» **What is expected**
Each record is to be given again precisely as written.

Saved data entries
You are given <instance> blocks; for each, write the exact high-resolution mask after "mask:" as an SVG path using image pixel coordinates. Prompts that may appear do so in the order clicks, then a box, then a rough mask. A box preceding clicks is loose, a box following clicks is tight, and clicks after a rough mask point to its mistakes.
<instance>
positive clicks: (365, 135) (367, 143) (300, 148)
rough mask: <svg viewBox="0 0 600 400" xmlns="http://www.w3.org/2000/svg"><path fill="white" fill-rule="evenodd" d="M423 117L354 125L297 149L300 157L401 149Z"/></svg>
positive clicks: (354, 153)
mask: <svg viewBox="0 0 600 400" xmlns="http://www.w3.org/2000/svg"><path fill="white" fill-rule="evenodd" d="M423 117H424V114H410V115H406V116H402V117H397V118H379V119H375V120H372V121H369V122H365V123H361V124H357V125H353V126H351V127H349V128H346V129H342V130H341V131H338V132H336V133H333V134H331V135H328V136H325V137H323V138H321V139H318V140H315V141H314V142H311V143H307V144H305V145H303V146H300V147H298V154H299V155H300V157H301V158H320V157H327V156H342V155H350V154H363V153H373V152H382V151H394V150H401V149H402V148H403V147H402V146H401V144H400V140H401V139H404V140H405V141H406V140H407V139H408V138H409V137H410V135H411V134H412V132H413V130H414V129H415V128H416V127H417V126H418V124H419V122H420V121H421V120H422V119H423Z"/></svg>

» **Solution for this exercise**
You are given <instance> blocks; for each, write the exact high-resolution mask after "mask:" as an SVG path using image pixel coordinates. Prompts that may appear do so in the order clicks, then a box, then a rough mask. A box preceding clicks is loose, a box following clicks is tight, and clicks after a rough mask point to its mistakes.
<instance>
positive clicks: (365, 135) (367, 143) (300, 148)
rough mask: <svg viewBox="0 0 600 400" xmlns="http://www.w3.org/2000/svg"><path fill="white" fill-rule="evenodd" d="M423 117L354 125L297 149L300 157L401 149Z"/></svg>
positive clicks: (354, 153)
mask: <svg viewBox="0 0 600 400" xmlns="http://www.w3.org/2000/svg"><path fill="white" fill-rule="evenodd" d="M423 117H424V114H410V115H406V116H402V117H397V118H379V119H375V120H372V121H369V122H365V123H361V124H357V125H353V126H351V127H349V128H346V129H342V130H341V131H338V132H336V133H333V134H331V135H328V136H325V137H323V138H321V139H318V140H315V141H314V142H311V143H307V144H305V145H303V146H300V147H298V154H299V155H300V157H301V158H320V157H327V156H342V155H350V154H363V153H373V152H382V151H394V150H401V149H402V148H403V147H402V146H401V144H400V140H401V139H404V140H405V141H406V140H407V139H408V138H409V137H410V135H411V134H412V132H413V130H414V129H415V128H416V127H417V126H418V124H419V122H420V121H421V120H422V119H423Z"/></svg>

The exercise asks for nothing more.